■ DIRECTIONS FOR THIS TASK
Starting with the line with "Objective — indicate one point on every instance of the black" in the entries below and going on through the line with "of the helicopter", output every line exactly and nothing more. No pictures.

■ RECORDS FOR PROCESSING
━━━
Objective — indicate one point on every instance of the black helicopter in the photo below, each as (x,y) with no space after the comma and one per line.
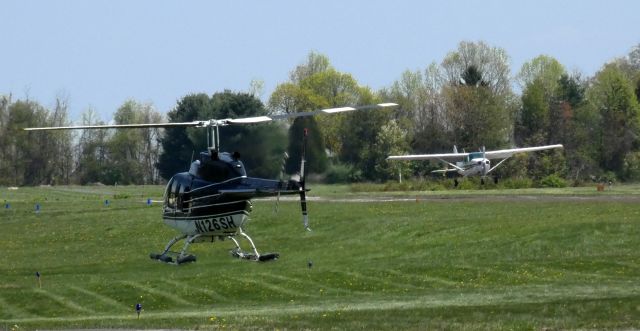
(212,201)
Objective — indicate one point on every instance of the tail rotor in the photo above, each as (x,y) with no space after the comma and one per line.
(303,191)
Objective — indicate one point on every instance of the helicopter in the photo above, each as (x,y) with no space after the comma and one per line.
━━━
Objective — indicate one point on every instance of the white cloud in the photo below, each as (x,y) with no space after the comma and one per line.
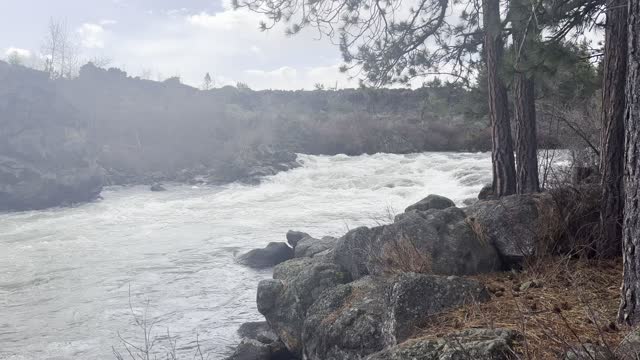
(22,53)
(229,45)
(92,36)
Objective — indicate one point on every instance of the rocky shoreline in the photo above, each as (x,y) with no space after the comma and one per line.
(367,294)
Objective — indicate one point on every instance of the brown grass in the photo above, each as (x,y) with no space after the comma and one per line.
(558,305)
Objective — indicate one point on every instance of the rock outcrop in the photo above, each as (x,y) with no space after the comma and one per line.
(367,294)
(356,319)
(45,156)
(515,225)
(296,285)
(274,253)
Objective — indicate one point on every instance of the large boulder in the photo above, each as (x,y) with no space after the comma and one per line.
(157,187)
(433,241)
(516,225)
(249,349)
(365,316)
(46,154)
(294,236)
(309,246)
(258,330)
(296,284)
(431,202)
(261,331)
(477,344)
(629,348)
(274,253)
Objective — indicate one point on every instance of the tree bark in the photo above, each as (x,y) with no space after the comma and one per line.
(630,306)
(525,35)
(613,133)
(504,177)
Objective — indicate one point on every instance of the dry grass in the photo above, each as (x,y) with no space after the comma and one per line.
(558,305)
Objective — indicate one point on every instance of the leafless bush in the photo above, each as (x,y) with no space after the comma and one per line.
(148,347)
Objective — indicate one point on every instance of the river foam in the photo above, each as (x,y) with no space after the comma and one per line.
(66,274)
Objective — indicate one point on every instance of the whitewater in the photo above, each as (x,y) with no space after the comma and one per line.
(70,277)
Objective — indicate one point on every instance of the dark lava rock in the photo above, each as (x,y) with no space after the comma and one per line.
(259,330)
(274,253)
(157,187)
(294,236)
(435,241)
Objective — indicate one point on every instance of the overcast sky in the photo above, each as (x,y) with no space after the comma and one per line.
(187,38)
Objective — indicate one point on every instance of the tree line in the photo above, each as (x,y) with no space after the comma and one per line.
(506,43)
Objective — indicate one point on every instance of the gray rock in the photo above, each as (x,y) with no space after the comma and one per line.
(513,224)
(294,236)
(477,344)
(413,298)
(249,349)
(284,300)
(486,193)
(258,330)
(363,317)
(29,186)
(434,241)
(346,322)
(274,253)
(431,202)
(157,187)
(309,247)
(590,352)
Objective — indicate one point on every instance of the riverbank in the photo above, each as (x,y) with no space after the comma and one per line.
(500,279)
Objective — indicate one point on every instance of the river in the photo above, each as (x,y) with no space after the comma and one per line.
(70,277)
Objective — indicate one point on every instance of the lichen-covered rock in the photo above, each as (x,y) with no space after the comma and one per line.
━━━
■ EXERCISE RESULT
Objective — indicate one point on every instance of the black helicopter in the photo below, each as (x,y) with no space after the comma and one per line.
(212,201)
Objective — indicate one point on every instance of the tail rotor in the photo above, each as (x,y) with no space after the comma and one per line.
(303,191)
Objective — indicate one point on every instance of the helicopter in the photo above, each as (x,y) with no space after the comma and one per line.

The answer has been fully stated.